• [What you should do] Where a line in the records below includes "tulip", pull that line out.

• [Exercise data]
..............................
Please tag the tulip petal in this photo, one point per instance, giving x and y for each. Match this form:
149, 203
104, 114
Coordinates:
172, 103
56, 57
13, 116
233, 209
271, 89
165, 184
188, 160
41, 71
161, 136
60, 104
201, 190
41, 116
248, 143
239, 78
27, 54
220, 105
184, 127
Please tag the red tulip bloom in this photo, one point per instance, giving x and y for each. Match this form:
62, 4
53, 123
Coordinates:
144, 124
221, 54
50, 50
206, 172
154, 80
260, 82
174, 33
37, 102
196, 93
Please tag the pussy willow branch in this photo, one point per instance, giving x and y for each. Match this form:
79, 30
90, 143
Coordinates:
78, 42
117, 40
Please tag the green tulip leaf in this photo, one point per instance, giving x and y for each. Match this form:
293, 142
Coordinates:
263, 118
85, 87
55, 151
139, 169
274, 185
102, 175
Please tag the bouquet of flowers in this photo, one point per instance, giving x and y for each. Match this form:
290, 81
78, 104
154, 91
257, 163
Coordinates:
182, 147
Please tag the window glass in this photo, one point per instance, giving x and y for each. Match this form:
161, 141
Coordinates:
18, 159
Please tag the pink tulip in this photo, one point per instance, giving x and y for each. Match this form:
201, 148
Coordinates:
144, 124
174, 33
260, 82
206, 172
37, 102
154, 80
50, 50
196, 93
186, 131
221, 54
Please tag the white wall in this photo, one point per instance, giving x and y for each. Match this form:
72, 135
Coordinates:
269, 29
..............................
• [Task response]
Please tag the tulip petal in this photo, one point per instance, giving x and y for each. Match this form:
Please tag the red tulip bloom in this photo, one point per instance, giving x and y for each. Match this form:
Please tag the green tulip leaf in this photo, one point per instance, giving x and y for each. Match this form:
Please tag the pink tulip in this photo, one point per instance, giving x and y for each. Match this form:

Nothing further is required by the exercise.